» TASKS
1. In the essay on Beeminder goals, what does the goal in the opening scenario aim to hold down?
2. List every sentence in the essay on Beeminder goals that ends with an exclamation point.
3. Quote the essay on Beeminder goals between "We must look" and "a healthy diet.", inclusive.

##### PASSAGE SHOWN #####

Against an Originalist Interpretation of My Beeminder Goals
Your Beeminder goal is to hold down calorie intake, and you are close to derailing. You arrive home from work to find that your friends have decided to throw you a surprise birthday party! They have gone to considerable trouble to arrange a sideboard groaning with all of your favourite food and drink. If you partake, you will certainly derail. If you don’t, your friends will be hurt and insulted.
Let’s be clear here: you will be worse off if you obey the letter of your goal in this situation. Or you will pay a possibly quite large fee when there is no justice in the fee whatsoever! Had the possibility of a surprise birthday party been foreseen when the goal was written, the framer (i.e. you) might well have specified that in such circumstances the binding could be relaxed for an evening.
But it is impossible to foresee every possible similar circumstance, and if you were to try, you would find that your goal definition became pages long!
It is obvious that the framer of the goal was writing at a time (perhaps months ago!) when surprise birthday parties simply weren’t part of life, and also working within quite a small textbox. Do you have any obligation to hold yourself to this outdated and frankly maladaptive goal?
I answer no.
We must look beyond what we understand as the original meaning of the goal, and even beyond the original intent, to discern the motivating objectives that supported them. For instance, in this case the objective is quite likely to be to lose weight. This objective is one that can allow occasional and responsible indulgences, as part of a healthy diet.

##### DATA ROWS #####

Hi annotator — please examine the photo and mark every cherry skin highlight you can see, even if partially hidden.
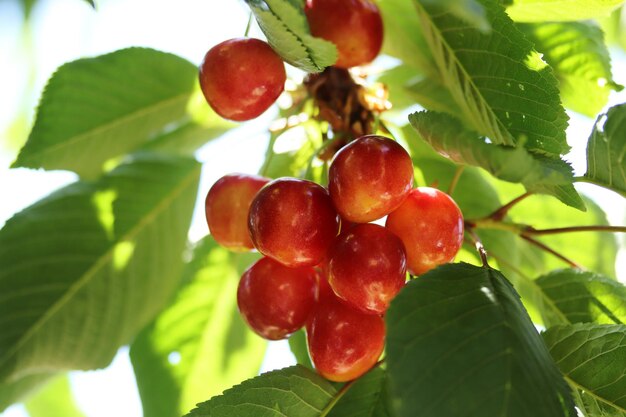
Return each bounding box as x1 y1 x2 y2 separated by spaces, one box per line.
237 258 317 340
204 174 270 252
306 295 385 382
248 178 339 267
199 38 287 122
385 187 463 275
304 0 383 68
328 135 413 223
326 224 406 314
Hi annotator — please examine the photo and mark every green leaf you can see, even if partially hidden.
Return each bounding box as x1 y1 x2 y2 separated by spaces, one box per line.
386 264 576 417
414 0 569 156
0 154 200 383
0 372 56 413
25 375 85 417
506 0 624 22
518 22 623 117
328 367 393 417
543 324 626 416
289 329 313 369
130 237 266 417
13 48 198 178
536 269 626 326
188 365 337 417
585 104 626 196
246 0 337 72
409 112 585 209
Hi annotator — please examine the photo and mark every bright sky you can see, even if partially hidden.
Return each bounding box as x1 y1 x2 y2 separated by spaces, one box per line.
0 0 626 417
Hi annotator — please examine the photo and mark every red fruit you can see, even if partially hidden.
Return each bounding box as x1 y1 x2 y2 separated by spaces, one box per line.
328 135 413 223
237 258 317 340
326 224 406 314
204 174 270 251
248 178 339 267
200 38 287 121
304 0 383 68
307 297 385 382
386 187 463 275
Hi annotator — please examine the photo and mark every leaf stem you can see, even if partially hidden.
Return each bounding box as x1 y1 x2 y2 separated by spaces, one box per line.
448 165 465 195
520 233 584 270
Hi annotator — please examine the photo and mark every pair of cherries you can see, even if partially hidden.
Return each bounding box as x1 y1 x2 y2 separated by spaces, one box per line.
206 135 463 381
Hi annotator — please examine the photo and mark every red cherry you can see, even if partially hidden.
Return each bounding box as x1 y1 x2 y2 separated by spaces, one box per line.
307 296 385 382
328 135 413 223
326 224 406 314
386 187 463 275
304 0 383 68
199 38 287 121
204 174 270 251
248 178 339 267
237 258 317 340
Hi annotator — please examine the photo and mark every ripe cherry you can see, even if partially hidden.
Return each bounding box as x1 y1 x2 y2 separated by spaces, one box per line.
386 187 463 275
237 258 317 340
248 178 339 267
328 135 413 223
325 224 406 314
307 295 385 382
304 0 383 68
199 38 287 121
204 174 270 251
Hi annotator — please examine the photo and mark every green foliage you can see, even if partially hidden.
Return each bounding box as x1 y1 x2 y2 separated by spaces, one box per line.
585 104 626 196
386 264 576 417
246 0 337 72
537 269 626 326
13 48 197 178
518 22 622 117
188 365 337 417
25 375 86 417
415 0 569 156
506 0 624 22
130 237 266 417
0 155 200 384
543 324 626 417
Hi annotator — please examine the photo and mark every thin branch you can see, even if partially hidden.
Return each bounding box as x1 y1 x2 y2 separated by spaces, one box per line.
467 228 491 268
523 225 626 235
520 233 584 269
448 165 465 195
486 192 532 220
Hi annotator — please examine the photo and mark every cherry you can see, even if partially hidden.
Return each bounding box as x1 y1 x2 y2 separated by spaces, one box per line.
328 135 413 223
386 187 463 275
326 224 406 314
304 0 383 68
307 295 385 382
248 178 339 267
199 38 287 121
204 174 270 251
237 258 317 340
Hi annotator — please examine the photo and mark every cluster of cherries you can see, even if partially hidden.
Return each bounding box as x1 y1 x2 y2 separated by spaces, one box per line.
199 0 383 121
206 135 463 381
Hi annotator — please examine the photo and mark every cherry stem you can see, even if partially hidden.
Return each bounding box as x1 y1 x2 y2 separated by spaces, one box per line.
243 12 252 38
448 165 465 195
486 192 532 220
467 228 491 268
520 233 584 270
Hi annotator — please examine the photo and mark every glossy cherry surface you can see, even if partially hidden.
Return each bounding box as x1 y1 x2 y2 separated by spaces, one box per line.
386 187 463 275
204 174 270 251
307 295 385 382
237 258 317 340
325 224 406 314
304 0 383 68
248 178 339 267
199 38 287 121
328 135 413 223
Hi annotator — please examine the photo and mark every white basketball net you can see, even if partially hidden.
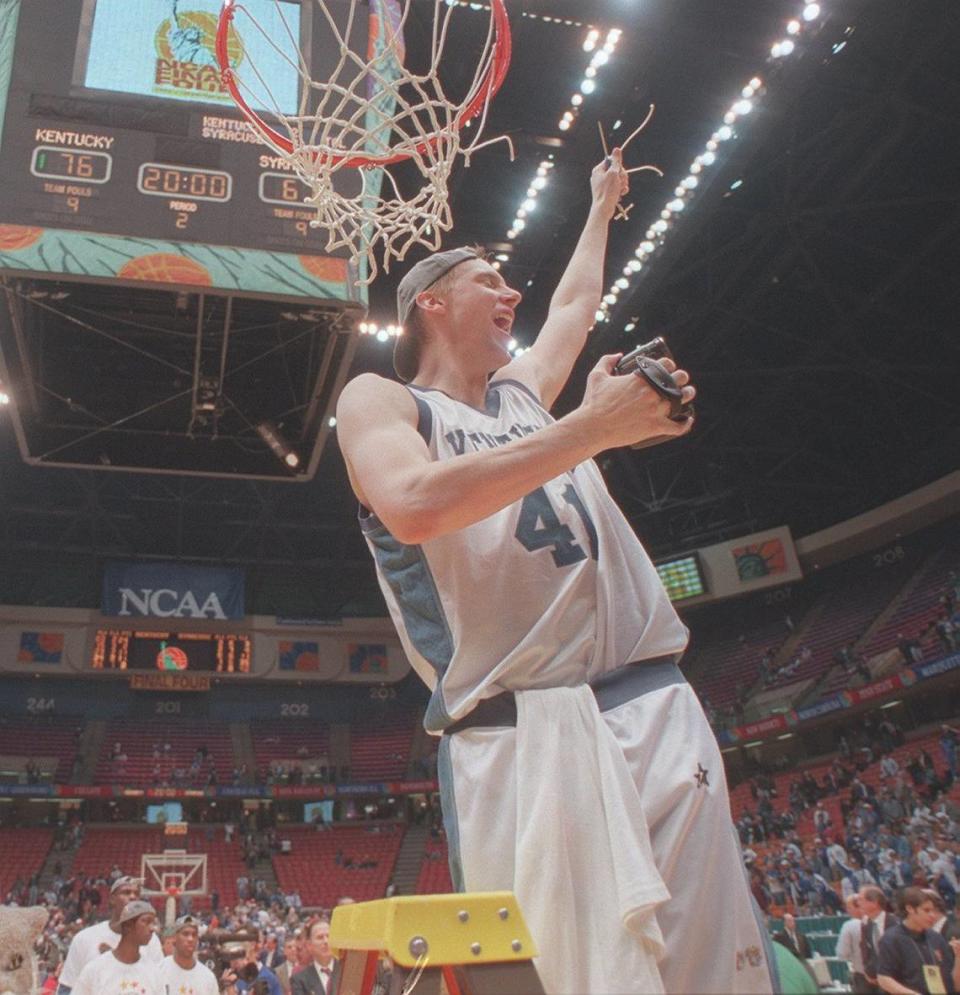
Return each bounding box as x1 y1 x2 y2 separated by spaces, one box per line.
223 0 513 283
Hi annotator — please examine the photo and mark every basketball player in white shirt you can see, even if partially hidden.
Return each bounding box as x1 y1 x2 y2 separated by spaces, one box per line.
57 876 163 995
159 916 220 995
337 150 776 995
73 900 163 995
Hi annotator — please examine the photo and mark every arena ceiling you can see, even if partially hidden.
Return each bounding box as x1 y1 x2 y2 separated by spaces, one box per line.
0 0 960 615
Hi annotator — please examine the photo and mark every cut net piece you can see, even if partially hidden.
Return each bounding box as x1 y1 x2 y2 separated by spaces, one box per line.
217 0 513 283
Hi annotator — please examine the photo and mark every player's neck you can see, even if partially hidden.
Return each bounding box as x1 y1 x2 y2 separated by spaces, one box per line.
113 937 140 964
413 354 489 411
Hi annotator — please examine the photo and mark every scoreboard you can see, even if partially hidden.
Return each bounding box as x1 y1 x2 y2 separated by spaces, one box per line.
0 0 378 299
91 629 253 674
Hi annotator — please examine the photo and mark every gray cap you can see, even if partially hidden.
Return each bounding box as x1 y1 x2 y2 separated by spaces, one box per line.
117 898 157 926
110 874 143 895
393 246 480 382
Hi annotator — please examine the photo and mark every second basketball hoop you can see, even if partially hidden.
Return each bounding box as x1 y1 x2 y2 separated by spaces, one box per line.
216 0 511 283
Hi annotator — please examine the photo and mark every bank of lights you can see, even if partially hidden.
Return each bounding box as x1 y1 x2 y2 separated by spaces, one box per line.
357 321 403 342
557 28 623 131
595 3 823 331
502 159 554 244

#####

» REPLIES
1. Calorie intake.

2.
1. You arrive home from work to find that your friends have decided to throw you a surprise birthday party!
2. Or you will pay a possibly quite large fee when there is no justice in the fee whatsoever!
3. But it is impossible to foresee every possible similar circumstance, and if you were to try, you would find that your goal definition became pages long!

3.
We must look beyond what we understand as the original meaning of the goal, and even beyond the original intent, to discern the motivating objectives that supported them. For instance, in this case the objective is quite likely to be to lose weight. This objective is one that can allow occasional and responsible indulgences, as part of a healthy diet.